• _PROBLEM TO WORK ON_:
From the line containing "rough mask: <svg" to the end of the records below, both included, every line should be repeated exactly; pictures should be dropped.

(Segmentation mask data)
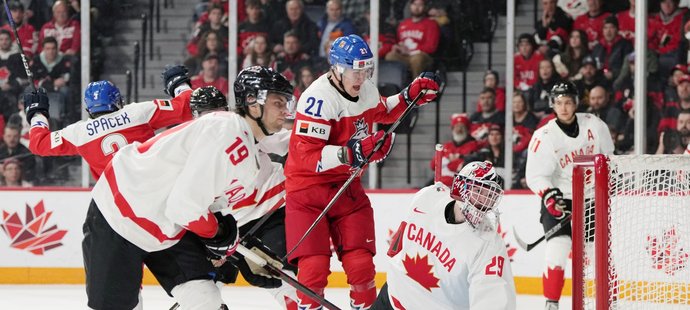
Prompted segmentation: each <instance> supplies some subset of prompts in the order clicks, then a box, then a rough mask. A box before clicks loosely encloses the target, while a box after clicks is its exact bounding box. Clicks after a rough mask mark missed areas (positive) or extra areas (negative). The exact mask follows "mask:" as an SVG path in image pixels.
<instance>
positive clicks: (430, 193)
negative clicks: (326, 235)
mask: <svg viewBox="0 0 690 310" xmlns="http://www.w3.org/2000/svg"><path fill="white" fill-rule="evenodd" d="M501 183H502V180H501V177H500V176H499V175H498V174H497V173H496V169H495V168H494V167H493V165H492V164H491V163H490V162H488V161H485V162H479V161H476V162H471V163H469V164H467V166H465V167H464V168H463V169H462V170H460V172H459V173H458V174H456V175H455V177H454V179H453V183H452V186H451V188H450V189H449V188H448V187H446V186H445V185H443V184H441V183H436V185H431V186H428V187H426V188H423V189H422V190H420V191H419V192H418V193H417V194H416V195H415V196H414V198H413V200H412V205H411V207H410V211H409V212H408V215H407V218H406V219H405V220H404V221H403V222H402V223H400V227H399V228H398V231H397V232H396V233H395V235H394V236H393V238H392V239H391V243H390V248H389V250H388V256H389V257H390V259H389V261H390V263H391V264H390V268H389V271H388V280H387V283H386V285H384V287H383V288H382V289H381V292H380V293H379V296H378V298H377V300H376V303H375V304H374V307H373V308H372V309H380V310H387V309H396V310H398V309H482V310H490V309H497V310H498V309H501V310H506V309H515V285H514V284H513V273H512V271H511V268H510V259H509V257H508V254H507V253H506V246H505V243H504V242H503V239H502V238H501V237H500V236H499V235H498V234H497V233H496V230H495V227H494V225H495V224H496V222H497V219H498V213H497V210H496V207H497V206H498V204H499V202H500V200H501V198H502V197H503V189H502V184H501Z"/></svg>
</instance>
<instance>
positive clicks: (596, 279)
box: [572, 155, 690, 310]
mask: <svg viewBox="0 0 690 310" xmlns="http://www.w3.org/2000/svg"><path fill="white" fill-rule="evenodd" d="M574 163H575V164H574V168H573V218H572V233H573V234H572V239H573V250H572V251H573V252H572V263H573V272H572V275H573V309H574V310H579V309H597V310H599V309H616V308H618V309H684V308H685V307H687V308H690V156H687V155H626V156H616V155H609V156H605V155H594V156H579V157H576V159H575V160H574ZM595 232H596V233H595Z"/></svg>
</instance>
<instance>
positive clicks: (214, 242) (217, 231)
mask: <svg viewBox="0 0 690 310" xmlns="http://www.w3.org/2000/svg"><path fill="white" fill-rule="evenodd" d="M213 215H214V216H215V217H216V220H218V231H217V232H216V235H215V236H213V238H202V237H199V239H200V240H201V242H203V243H204V244H205V245H206V249H208V252H209V254H210V258H211V259H216V260H218V259H223V258H226V257H228V256H230V255H232V254H233V253H235V250H237V245H238V244H239V231H238V230H237V221H236V220H235V218H234V217H233V216H232V215H230V214H228V215H225V216H224V215H222V214H221V213H220V212H216V213H213Z"/></svg>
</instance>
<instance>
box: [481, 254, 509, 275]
mask: <svg viewBox="0 0 690 310" xmlns="http://www.w3.org/2000/svg"><path fill="white" fill-rule="evenodd" d="M504 262H505V258H503V256H494V257H492V258H491V262H489V264H488V265H486V269H484V274H486V275H487V276H493V275H498V276H499V277H502V276H503V263H504Z"/></svg>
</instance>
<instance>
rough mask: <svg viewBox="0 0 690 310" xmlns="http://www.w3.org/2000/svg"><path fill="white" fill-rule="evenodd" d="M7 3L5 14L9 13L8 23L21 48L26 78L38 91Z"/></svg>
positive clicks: (4, 1)
mask: <svg viewBox="0 0 690 310" xmlns="http://www.w3.org/2000/svg"><path fill="white" fill-rule="evenodd" d="M3 2H4V3H5V12H7V21H8V22H9V23H10V26H12V31H13V32H14V40H15V41H17V46H19V55H20V56H22V64H23V65H24V70H25V71H26V76H27V77H28V78H29V84H31V89H33V91H36V85H34V75H33V73H31V70H30V69H29V60H27V59H26V55H25V54H24V47H22V41H21V40H19V33H18V32H17V25H15V24H14V19H13V18H12V13H11V12H10V7H9V5H7V0H3Z"/></svg>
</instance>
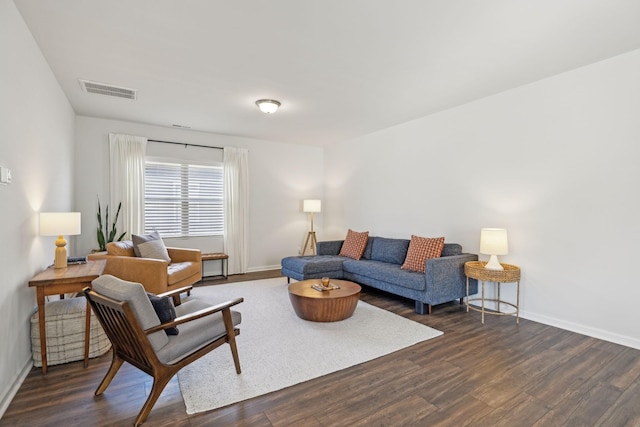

• _TASK RESULT_:
rough mask: <svg viewBox="0 0 690 310" xmlns="http://www.w3.org/2000/svg"><path fill="white" fill-rule="evenodd" d="M7 3L5 14L9 13L8 23L21 48L26 78L38 91Z"/></svg>
positive clicks: (4, 1)
mask: <svg viewBox="0 0 690 310" xmlns="http://www.w3.org/2000/svg"><path fill="white" fill-rule="evenodd" d="M3 2H4V3H5V12H7V21H8V22H9V23H10V26H12V31H13V32H14V40H15V41H17V46H19V55H20V56H22V64H23V65H24V70H25V71H26V76H27V77H28V78H29V84H31V89H33V91H36V85H34V75H33V73H31V70H30V69H29V60H27V59H26V55H25V54H24V47H22V41H21V40H19V33H18V32H17V25H15V24H14V19H13V18H12V13H11V12H10V7H9V5H7V0H3Z"/></svg>
</instance>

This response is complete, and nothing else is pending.